Every entry that follows should be reproduced exactly.

»»

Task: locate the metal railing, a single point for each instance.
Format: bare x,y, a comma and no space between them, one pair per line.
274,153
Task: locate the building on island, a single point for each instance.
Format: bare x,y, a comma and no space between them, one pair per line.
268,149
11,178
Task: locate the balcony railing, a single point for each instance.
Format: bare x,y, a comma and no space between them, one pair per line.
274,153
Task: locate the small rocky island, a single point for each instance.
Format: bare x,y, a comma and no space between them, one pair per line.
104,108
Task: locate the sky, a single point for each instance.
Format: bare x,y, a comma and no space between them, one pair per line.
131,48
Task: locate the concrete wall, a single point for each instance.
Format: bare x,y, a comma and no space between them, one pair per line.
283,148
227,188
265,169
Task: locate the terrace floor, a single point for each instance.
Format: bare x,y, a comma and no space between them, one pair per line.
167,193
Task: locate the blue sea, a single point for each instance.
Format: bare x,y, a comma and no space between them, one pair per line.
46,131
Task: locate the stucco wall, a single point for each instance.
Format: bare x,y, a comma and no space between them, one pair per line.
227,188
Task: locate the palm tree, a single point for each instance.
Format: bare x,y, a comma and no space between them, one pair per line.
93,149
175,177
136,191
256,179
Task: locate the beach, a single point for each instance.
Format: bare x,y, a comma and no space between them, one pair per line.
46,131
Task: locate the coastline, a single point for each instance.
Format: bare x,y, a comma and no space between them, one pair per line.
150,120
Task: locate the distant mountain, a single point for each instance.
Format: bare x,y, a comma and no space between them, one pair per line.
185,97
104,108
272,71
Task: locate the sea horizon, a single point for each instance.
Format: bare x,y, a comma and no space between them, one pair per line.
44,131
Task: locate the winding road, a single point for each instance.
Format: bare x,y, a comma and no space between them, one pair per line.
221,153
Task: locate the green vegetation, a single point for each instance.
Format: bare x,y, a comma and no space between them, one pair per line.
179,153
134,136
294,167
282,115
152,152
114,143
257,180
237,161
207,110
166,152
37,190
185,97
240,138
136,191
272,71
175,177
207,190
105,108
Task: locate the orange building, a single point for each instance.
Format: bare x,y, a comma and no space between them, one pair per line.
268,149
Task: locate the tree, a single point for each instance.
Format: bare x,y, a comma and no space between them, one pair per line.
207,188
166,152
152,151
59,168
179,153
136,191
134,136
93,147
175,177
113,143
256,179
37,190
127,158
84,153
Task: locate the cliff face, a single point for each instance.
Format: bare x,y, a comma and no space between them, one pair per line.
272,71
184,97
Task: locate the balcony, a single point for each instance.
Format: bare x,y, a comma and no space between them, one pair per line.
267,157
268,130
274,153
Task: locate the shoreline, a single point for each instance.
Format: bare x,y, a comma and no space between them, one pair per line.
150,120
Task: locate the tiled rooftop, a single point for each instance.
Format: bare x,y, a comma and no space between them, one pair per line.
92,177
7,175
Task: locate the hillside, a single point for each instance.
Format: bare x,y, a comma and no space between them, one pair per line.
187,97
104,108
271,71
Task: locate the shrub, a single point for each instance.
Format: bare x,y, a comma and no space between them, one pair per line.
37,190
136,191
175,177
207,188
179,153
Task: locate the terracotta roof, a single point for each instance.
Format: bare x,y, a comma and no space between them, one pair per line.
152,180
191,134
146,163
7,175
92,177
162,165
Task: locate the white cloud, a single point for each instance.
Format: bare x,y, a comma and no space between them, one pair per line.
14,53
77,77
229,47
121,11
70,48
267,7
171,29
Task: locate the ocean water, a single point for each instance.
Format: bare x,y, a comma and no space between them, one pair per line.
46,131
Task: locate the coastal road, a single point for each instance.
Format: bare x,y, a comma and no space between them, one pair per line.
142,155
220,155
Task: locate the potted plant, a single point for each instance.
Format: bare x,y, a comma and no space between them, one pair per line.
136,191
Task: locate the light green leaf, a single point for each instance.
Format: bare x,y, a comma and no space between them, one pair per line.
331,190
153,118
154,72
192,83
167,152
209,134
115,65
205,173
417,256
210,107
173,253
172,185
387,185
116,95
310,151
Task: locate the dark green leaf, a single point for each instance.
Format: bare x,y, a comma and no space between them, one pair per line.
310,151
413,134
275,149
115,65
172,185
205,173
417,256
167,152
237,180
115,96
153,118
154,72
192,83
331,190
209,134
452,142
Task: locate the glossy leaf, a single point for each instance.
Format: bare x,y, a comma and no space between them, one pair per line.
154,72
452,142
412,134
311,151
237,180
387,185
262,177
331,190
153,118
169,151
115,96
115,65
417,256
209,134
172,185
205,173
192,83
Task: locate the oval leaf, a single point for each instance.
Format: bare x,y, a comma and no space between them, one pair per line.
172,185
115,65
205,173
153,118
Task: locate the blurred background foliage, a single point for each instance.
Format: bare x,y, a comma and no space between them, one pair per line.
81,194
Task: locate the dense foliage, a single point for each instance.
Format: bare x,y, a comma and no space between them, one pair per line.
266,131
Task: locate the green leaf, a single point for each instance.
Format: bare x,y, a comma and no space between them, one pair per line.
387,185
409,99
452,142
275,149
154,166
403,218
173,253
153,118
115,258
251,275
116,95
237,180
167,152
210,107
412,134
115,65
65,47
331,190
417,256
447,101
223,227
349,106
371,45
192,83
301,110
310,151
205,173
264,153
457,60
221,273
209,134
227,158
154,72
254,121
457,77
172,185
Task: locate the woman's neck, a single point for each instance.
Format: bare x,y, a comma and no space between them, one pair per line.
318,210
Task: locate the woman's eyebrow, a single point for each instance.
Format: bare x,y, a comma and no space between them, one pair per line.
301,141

««

ANSWER>
Task: locate the metal railing, a single point for each instance.
Format: bare x,y, a comma and no space between them, one pair per line.
274,153
Task: locate the building on island, a single point for each instance.
Format: bare x,y, a comma and no space between them, one pair per line.
268,149
11,178
Task: locate the balcony railing, a single point for each instance.
Format: bare x,y, a comma and no space between them, one pair per line.
274,153
Task: locate the small rocky island, a single point for each instance.
Format: bare x,y, a comma and no space between them, one pair per line.
104,108
Task: locate the sky, a single point for each instance.
Format: bare x,y, a comma and no space between them, one pair per line.
131,48
Task: locate the concrete wall, a single point for each instance.
Format: bare x,y, a comma and no space between them, one pair per line.
283,148
227,188
265,169
Task: locate the terrace floor, a single point for each instance.
Format: bare x,y, a comma and no space between them, one pair per line.
167,193
Task: locate the blue sea, a single point for each instance.
Format: bare x,y, a comma and no space between them, one pair per line.
46,131
Task: locate the stucco wall, a single point for each instance.
Format: bare x,y, a comma and no space between them, one pair per line.
227,188
Task: locate the palm tree, a single point for each instance.
Format: bare x,y, a comma and no space between them, one pair per line.
93,149
175,177
136,191
256,179
Task: locate the beach, a single point for each instance.
Format: bare x,y, a comma and no space between them, one pair per line.
46,131
Task: locate the coastline, a single point for each instance.
Format: bare x,y, a comma and no space between them, one pair per line.
150,120
Task: locate the distant mountain, a single point for each instance.
Format: bare x,y, a comma and no space between them, one pair per line.
185,97
104,108
272,71
Task: locate the sea horizon, a single point for each instance.
Format: bare x,y, a comma and no space between them, one pair per line.
44,131
Task: locate the winding road, a single point for each instance.
Format: bare x,y, a comma and no space between them, one pair per line.
221,153
Task: locate the green vegetation, a single point for each instance.
Format: bare x,y, a comma and no space between them, one pair per line.
179,153
134,136
294,167
282,115
152,152
114,143
257,180
237,161
207,110
166,152
37,190
185,97
240,138
136,191
272,71
175,177
207,190
105,108
Task: locate the orange building, a single point for each instance.
Format: bare x,y, a comma and no space between them, one pair per line.
268,149
Task: locate the tree, a single point for each instance.
Format: bare x,y, a comma and no space between them, one pair per line.
207,188
166,152
152,151
59,168
179,153
136,191
134,136
93,147
175,177
113,143
256,179
37,190
127,158
84,153
Task: locate the cliff face, a single point for each instance.
Format: bare x,y, a comma and no space between them, one pair per line.
272,71
184,97
Task: locate the balcony, a single point for each instance.
Format: bare x,y, a comma and no space between them, one pair per line.
267,157
268,130
274,153
Task: locate the shoreline, a single point for each instance.
Format: bare x,y, a comma and no space between them, one pair per line.
150,120
Task: locate the tiled rooftop, a single point for each instance.
Format: bare x,y, a comma and no space between them, one pair per line.
92,177
7,175
Task: locate the hillside, a single point for each instance.
Format: bare x,y, a comma and no space between them, one pair per line.
187,97
104,108
271,71
Task: locate the shrub, a single point for each instance.
Format: bare x,y, a comma and no space between them, one pair per line.
37,190
136,191
175,177
207,188
179,153
Task: locate the terracotta roof, a single point for each instance.
Format: bare x,y, a comma and no space between them, one pair per line.
152,180
191,134
146,163
7,175
92,177
162,165
Task: locate the white cloud, a single point for each instance.
Format: bare x,y, a comma and no space between them, one pair per line.
14,53
77,77
229,47
121,11
70,48
267,7
171,29
Task: locate the ocean water, a single point for each instance.
Format: bare x,y, a comma and no space between them, one pair per line.
46,131
Task: locate the coastal road, a single point for each instance.
Format: bare x,y, a comma and no space between them, one pair per line.
142,155
220,155
Task: locate the potted plant, a single point for each instance.
Format: bare x,y, a comma and no space between them, one pair per line.
136,191
Task: locate the light green leaf, a single point for each instance.
Format: bare x,y, a comma and no space between them, one pair per line.
331,190
153,118
154,72
192,83
167,152
209,134
115,65
205,173
417,256
210,107
173,253
172,185
387,185
116,95
310,151
Task: locate the dark green leaf, a single point for each instance.
Format: bare x,y, a comma and no space between them, one pair per line.
310,151
413,134
275,149
115,65
172,185
205,173
417,256
167,152
237,180
115,96
153,118
154,72
192,83
331,190
209,134
452,142
Task: locate the glossy leaf, a single point for each instance.
Format: bare x,y, a comma and no space between them, one pair per line.
154,72
452,142
412,134
311,151
237,180
387,185
262,177
331,190
153,118
169,151
115,96
115,65
417,256
209,134
172,185
205,173
192,83
Task: locate the oval leaf, a single point for each instance.
Format: bare x,y, a comma and no space between them, one pair per line.
172,185
115,65
205,173
153,118
Task: locate the blurred background foliage, a single point for each instance.
Format: bare x,y, a comma and no space between them, one pair per line.
81,194
Task: locate the dense foliage, a single point for each instance.
Format: bare x,y, a comma and no space between them, one pair per line.
266,131
Task: locate the green leaf, a single point for each instance.
Format: bare x,y, a comma and no space between them, one pair per line.
387,185
409,99
452,142
275,149
154,166
403,218
173,253
153,118
115,258
251,275
116,95
237,180
167,152
210,107
412,134
115,65
65,47
331,190
417,256
447,101
223,227
349,106
371,45
192,83
301,110
310,151
205,173
264,153
457,60
221,273
209,134
227,158
154,72
254,121
457,77
172,185
Task: locate the woman's neck, a single point for each instance.
Format: bare x,y, a comma and no space between them, one pair per line.
318,210
Task: locate the woman's eyebrow, a single point for each instance.
Format: bare x,y, a comma and no space between them, one pair per line.
301,141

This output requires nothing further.